**Given data:**

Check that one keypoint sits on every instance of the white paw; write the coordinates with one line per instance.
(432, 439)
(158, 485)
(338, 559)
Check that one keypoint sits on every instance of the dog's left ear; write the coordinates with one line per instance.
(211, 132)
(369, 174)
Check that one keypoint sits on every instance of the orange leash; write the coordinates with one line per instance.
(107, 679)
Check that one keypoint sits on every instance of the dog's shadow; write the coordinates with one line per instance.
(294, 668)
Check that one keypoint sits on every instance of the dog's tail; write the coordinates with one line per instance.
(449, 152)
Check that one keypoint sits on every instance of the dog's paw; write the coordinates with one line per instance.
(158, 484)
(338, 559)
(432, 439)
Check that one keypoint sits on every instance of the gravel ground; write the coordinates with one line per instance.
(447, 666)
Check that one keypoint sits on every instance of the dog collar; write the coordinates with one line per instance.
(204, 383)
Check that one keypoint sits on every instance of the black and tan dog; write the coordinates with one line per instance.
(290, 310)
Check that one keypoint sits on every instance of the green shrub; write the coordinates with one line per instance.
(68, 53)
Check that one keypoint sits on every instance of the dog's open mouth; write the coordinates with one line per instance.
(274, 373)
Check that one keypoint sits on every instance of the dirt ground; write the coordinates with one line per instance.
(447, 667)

--

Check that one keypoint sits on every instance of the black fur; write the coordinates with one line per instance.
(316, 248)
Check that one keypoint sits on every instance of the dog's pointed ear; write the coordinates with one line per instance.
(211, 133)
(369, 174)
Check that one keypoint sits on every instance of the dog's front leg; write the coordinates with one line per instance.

**Given exercise:** Reproduce the rows above word for word, starting at the line that has "the black fur;" and stopping after the line that has "the dog's front". Output only those lines.

**Task solution:**
Check that one keypoint sits on every instance of the black fur; write the coordinates with one line per instance.
(316, 248)
Check that one keypoint sits on every instance of the dog's pointed ear; write the coordinates with one line per instance.
(211, 133)
(369, 174)
Check that one keypoint sits on every instance of the dog's front leg; write the coordinates with one line per instance.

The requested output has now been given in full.